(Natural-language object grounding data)
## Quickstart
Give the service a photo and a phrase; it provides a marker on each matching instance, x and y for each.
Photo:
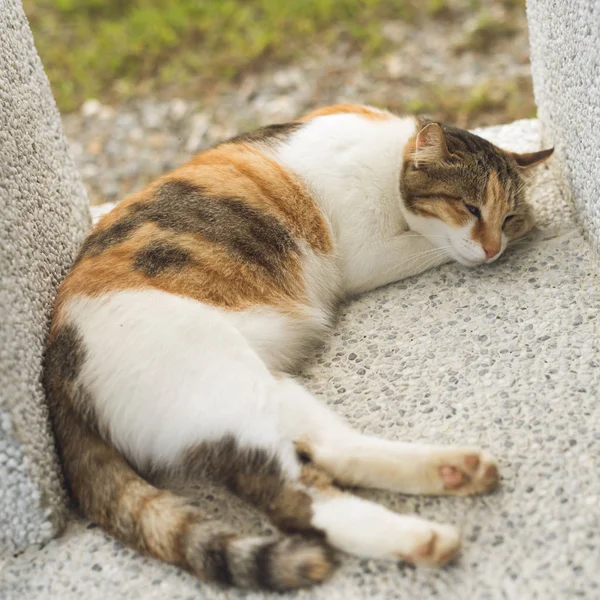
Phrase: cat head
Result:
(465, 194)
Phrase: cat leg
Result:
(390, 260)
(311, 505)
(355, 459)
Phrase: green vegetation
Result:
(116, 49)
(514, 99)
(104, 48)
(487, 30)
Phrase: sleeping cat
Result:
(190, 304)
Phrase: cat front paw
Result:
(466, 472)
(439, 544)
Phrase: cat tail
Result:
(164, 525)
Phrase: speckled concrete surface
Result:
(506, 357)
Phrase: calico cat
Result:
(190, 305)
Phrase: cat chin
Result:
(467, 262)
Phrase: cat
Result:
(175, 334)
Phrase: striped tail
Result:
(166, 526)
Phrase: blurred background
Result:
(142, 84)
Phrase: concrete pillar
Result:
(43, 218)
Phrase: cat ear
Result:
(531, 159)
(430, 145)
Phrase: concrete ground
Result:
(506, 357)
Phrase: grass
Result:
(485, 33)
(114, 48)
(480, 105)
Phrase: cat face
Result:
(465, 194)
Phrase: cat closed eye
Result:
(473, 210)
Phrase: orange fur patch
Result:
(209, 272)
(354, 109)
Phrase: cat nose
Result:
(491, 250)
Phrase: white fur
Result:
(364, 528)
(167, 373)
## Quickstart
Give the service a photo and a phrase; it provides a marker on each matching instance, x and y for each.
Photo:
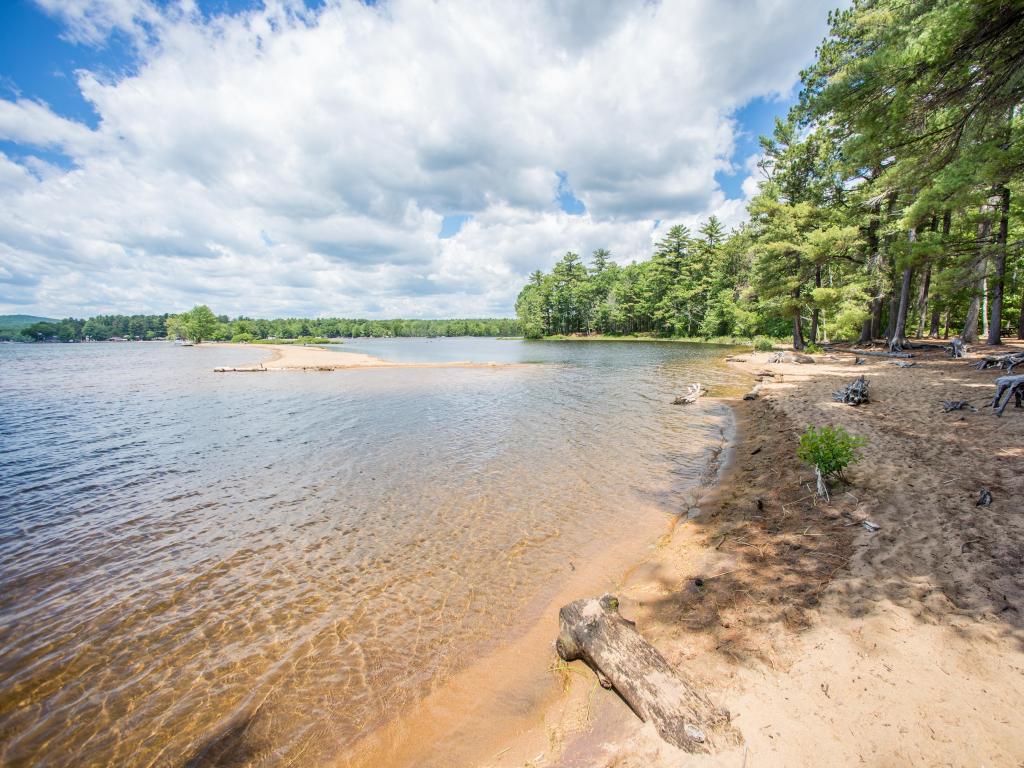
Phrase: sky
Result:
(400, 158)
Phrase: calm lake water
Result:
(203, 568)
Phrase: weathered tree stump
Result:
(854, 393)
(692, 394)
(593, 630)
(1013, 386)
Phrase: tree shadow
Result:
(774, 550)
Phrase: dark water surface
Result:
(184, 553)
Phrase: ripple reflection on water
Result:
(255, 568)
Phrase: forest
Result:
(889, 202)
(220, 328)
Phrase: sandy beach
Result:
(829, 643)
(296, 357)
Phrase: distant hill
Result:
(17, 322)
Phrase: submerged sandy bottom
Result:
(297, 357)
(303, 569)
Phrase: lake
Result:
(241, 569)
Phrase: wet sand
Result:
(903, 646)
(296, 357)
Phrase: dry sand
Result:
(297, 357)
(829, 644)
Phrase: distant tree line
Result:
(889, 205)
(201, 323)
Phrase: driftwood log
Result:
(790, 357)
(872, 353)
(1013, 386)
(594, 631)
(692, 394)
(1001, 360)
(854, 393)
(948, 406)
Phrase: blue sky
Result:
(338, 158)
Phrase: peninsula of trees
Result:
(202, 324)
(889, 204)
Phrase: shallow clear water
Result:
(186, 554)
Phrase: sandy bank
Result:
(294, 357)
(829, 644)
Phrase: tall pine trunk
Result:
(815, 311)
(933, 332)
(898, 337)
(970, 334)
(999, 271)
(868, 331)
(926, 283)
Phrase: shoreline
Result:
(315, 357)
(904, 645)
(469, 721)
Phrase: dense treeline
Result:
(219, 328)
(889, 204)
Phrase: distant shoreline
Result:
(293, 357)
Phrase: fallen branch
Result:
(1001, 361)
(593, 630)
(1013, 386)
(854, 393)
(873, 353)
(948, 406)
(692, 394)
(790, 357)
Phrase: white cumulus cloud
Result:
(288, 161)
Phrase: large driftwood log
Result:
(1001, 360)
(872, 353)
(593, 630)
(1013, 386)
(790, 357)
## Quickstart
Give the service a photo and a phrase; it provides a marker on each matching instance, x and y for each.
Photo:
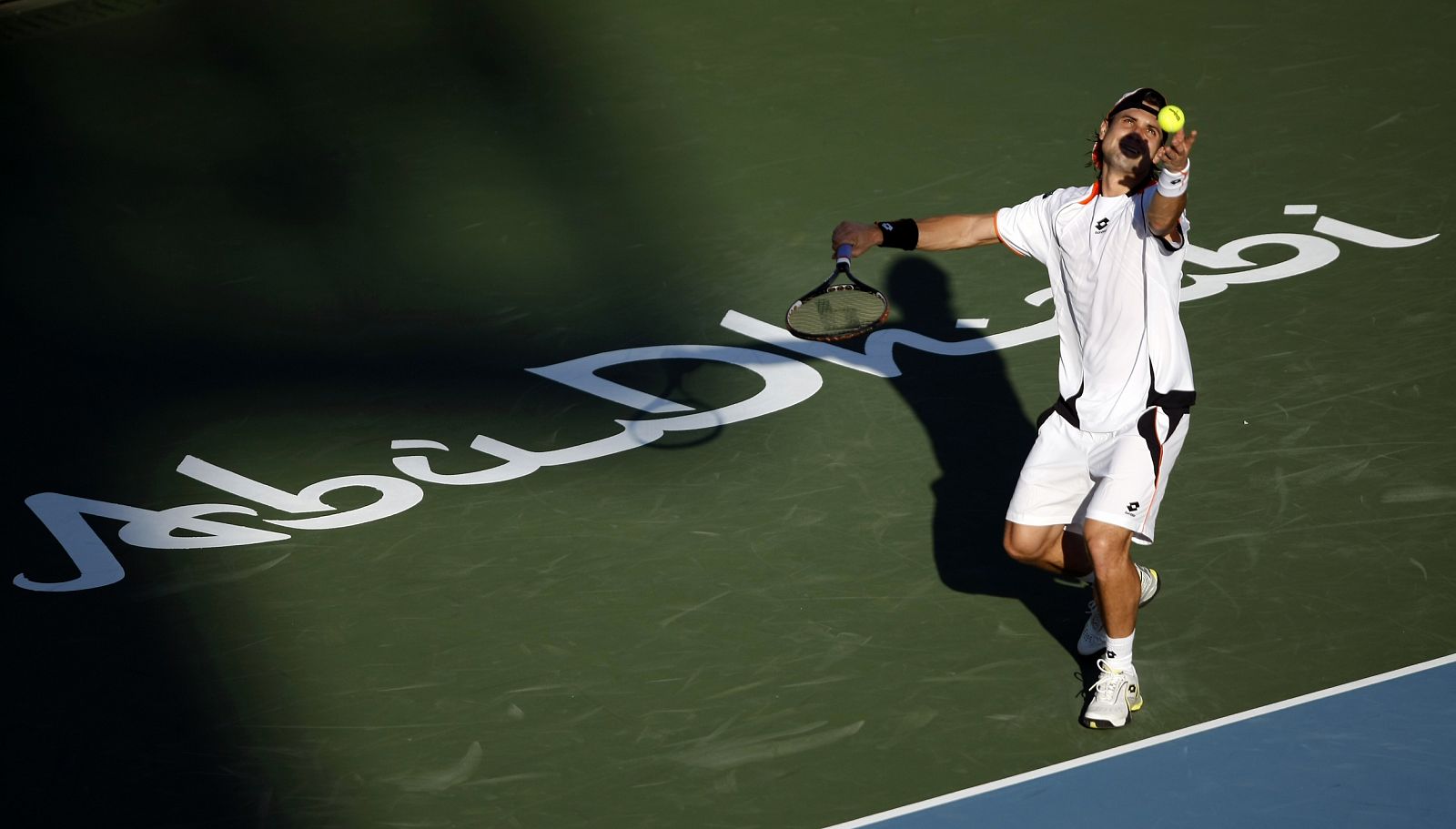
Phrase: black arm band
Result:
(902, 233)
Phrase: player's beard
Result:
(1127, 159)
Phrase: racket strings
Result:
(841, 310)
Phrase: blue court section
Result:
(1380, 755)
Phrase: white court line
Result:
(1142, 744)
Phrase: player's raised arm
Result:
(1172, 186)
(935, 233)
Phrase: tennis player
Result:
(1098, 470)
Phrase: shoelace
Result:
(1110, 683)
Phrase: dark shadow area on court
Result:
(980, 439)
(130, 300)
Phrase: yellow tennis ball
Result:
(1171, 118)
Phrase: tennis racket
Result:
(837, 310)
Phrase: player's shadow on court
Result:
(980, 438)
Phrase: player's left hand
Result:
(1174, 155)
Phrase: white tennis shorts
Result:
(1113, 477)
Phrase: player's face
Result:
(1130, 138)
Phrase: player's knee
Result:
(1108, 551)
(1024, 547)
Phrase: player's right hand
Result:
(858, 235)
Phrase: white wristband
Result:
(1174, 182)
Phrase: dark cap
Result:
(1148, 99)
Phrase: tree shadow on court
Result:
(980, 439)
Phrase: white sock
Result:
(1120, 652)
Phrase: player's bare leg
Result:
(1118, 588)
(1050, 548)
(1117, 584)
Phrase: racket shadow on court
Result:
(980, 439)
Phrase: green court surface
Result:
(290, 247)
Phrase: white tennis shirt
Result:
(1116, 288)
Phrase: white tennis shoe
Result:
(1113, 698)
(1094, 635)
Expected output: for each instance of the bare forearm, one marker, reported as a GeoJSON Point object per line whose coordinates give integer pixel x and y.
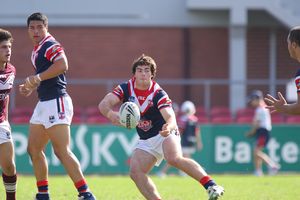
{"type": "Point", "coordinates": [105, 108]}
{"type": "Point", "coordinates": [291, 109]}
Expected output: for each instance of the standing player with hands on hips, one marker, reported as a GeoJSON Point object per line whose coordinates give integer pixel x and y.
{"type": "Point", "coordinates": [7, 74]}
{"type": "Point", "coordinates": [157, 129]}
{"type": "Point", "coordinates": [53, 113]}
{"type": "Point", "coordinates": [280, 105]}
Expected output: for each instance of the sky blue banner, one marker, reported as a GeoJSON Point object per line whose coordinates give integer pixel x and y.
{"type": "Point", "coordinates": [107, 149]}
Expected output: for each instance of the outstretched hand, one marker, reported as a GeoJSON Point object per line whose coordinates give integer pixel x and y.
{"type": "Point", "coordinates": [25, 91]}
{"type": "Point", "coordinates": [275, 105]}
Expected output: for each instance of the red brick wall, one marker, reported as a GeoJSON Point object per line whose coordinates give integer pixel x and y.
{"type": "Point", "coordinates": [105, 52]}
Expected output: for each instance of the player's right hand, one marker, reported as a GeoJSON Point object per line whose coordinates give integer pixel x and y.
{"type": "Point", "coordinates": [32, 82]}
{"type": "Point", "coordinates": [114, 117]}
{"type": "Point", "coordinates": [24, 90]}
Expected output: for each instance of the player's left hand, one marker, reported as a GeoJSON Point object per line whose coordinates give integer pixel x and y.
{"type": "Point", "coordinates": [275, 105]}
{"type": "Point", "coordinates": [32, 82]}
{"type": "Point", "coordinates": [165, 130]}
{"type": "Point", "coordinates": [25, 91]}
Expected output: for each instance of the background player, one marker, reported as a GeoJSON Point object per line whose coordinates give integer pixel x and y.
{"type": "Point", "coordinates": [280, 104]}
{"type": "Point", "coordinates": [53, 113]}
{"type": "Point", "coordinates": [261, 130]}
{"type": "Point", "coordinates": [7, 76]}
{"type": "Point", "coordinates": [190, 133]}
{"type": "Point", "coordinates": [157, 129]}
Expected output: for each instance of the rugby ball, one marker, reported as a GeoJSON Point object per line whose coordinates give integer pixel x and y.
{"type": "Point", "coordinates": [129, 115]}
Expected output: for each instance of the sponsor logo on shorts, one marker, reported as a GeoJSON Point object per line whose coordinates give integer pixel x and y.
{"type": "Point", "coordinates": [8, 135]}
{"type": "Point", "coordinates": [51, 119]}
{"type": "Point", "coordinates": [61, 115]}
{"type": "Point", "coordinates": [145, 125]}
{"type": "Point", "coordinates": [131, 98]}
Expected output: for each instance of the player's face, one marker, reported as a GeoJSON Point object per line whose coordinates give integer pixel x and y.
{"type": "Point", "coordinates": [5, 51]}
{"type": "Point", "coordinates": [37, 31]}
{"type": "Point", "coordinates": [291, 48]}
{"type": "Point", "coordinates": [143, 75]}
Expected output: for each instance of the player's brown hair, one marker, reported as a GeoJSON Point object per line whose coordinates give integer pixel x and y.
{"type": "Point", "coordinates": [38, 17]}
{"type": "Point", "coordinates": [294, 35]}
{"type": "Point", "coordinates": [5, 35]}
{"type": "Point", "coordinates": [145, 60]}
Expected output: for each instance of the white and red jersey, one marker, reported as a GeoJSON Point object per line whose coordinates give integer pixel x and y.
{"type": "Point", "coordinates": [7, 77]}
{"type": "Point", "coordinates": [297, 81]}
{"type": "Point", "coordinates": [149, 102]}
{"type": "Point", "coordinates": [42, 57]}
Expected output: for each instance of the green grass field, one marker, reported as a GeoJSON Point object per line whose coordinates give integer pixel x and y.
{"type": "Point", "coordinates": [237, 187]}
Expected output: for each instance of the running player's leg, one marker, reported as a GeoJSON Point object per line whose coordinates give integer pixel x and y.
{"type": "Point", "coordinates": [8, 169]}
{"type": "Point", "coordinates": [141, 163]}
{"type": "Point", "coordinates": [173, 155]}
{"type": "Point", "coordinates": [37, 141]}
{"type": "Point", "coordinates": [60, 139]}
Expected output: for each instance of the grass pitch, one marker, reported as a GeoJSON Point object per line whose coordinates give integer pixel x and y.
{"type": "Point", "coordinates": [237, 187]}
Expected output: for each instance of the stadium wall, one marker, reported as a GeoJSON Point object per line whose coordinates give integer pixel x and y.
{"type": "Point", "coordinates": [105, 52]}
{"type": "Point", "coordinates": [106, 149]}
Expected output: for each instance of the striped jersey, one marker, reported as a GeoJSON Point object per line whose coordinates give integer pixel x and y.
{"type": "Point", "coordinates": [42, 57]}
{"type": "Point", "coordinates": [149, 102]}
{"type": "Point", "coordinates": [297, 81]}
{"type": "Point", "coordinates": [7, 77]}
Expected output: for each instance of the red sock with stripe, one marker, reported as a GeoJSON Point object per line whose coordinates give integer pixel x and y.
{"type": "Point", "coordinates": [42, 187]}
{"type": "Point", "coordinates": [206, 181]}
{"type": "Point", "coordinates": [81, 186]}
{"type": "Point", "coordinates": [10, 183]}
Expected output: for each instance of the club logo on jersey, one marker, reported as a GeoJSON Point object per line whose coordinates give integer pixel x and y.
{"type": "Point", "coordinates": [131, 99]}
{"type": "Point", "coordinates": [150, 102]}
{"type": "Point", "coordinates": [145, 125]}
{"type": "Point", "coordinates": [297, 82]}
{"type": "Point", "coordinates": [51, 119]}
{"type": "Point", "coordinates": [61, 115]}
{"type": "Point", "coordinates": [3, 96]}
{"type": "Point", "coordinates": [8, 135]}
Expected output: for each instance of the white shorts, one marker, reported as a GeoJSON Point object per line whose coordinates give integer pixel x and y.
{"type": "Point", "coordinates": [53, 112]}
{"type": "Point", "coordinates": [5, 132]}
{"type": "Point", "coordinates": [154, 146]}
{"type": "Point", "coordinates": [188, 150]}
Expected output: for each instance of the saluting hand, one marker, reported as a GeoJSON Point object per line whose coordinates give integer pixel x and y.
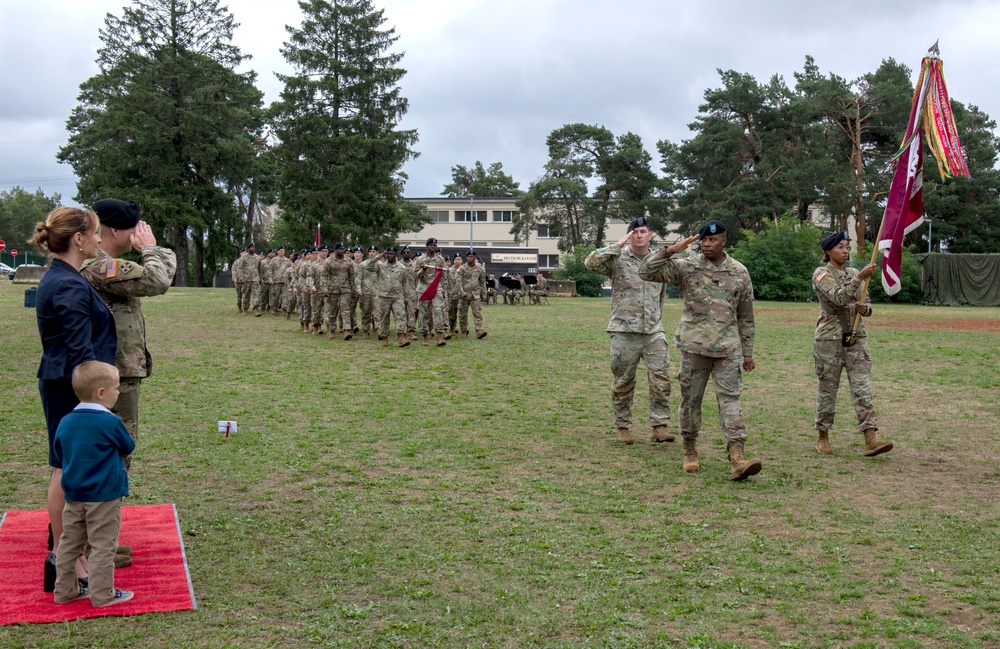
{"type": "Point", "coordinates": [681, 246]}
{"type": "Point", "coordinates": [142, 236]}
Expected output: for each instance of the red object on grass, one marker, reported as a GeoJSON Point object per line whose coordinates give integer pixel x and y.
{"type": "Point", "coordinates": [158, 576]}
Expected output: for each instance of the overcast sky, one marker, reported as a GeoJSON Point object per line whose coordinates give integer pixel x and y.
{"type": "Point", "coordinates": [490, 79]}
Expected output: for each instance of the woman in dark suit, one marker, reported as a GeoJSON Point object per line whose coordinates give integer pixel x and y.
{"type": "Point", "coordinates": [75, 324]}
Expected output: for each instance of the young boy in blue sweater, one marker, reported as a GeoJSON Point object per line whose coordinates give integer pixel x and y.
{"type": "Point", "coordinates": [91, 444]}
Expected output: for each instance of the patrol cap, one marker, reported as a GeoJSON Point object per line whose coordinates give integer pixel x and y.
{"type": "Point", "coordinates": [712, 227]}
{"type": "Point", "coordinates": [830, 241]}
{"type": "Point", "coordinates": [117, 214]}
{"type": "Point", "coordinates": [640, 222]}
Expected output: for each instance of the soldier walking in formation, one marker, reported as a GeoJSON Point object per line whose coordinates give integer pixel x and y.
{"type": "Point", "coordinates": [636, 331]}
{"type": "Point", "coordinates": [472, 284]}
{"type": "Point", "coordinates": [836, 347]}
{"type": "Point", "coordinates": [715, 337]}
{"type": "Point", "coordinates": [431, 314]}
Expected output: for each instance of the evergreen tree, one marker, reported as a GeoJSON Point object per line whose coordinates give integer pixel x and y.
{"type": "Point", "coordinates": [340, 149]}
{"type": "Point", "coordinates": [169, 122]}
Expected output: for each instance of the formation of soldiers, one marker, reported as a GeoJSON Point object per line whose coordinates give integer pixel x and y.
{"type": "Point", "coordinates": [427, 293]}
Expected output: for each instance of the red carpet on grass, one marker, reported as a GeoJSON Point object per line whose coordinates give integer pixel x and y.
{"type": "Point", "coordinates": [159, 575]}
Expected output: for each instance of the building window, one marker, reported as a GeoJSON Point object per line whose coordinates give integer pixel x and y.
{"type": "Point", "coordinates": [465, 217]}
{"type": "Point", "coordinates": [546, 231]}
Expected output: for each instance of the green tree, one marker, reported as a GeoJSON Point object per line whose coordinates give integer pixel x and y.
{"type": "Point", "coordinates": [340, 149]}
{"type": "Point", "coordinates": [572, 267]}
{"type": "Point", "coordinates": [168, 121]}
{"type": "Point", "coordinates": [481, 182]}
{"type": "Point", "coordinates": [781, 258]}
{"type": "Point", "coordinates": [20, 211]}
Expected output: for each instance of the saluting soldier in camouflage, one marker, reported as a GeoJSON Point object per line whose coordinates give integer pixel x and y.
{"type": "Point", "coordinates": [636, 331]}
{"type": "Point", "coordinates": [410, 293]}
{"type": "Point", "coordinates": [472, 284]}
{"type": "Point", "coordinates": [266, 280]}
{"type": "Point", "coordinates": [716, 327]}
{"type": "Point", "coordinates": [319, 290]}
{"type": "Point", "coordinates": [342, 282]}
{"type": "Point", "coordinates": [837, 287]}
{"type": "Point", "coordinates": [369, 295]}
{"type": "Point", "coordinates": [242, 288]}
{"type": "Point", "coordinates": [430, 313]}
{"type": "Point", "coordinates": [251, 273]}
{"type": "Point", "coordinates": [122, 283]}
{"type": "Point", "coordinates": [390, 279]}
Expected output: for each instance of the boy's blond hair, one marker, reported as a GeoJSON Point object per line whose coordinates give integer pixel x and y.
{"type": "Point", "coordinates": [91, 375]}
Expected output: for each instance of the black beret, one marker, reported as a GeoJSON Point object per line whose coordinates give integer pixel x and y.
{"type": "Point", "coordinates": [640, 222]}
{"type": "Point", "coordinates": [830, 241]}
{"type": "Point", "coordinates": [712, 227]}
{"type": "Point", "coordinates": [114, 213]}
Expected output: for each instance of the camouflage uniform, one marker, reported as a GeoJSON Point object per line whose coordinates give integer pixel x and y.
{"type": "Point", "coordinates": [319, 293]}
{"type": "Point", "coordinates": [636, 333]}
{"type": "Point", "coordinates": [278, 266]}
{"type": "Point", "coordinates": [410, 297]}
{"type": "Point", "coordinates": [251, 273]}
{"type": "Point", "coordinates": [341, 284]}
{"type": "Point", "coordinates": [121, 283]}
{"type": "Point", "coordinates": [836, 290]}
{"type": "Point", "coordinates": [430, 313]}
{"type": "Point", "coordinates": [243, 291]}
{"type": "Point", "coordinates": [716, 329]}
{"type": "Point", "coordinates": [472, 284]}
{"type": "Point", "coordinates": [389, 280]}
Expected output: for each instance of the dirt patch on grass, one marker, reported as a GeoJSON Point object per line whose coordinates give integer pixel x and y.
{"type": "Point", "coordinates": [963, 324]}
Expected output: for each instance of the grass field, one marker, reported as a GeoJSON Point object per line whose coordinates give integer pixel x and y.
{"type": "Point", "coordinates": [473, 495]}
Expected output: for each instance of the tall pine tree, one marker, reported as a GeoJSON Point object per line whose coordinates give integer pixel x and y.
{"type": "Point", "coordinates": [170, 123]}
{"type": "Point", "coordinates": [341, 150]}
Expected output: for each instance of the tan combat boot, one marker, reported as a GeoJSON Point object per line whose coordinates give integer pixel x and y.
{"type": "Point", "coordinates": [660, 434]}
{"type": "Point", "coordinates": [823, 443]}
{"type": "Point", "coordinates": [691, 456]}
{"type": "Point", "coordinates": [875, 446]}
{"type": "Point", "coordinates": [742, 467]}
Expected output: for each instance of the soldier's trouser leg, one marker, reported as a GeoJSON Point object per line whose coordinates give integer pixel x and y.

== What is expected ==
Please print the lines above word for word, starting at the one with "Phrase: grass" and ending at the one with "Phrase: ripple reflection on water", both included, and without any picture.

== Response ==
Phrase: grass
Result:
(485, 33)
(114, 48)
(480, 105)
Phrase: cat face
Result:
(465, 194)
Phrase: cat closed eye
Result:
(473, 210)
Phrase: orange fur patch
Result:
(209, 272)
(354, 109)
Phrase: cat nose
Result:
(491, 250)
Phrase: white fur
Result:
(364, 528)
(167, 373)
## Quickstart
Give the service a photo and a phrase; it provides a marker on each matching instance, x and y for each.
Photo:
Phrase: sky
Result:
(400, 158)
Phrase: calm lake water
Result:
(203, 568)
Phrase: weathered tree stump
Result:
(854, 393)
(692, 394)
(593, 630)
(1013, 386)
Phrase: tree shadow
Result:
(774, 550)
Phrase: dark water surface
Result:
(184, 553)
Phrase: ripple reflection on water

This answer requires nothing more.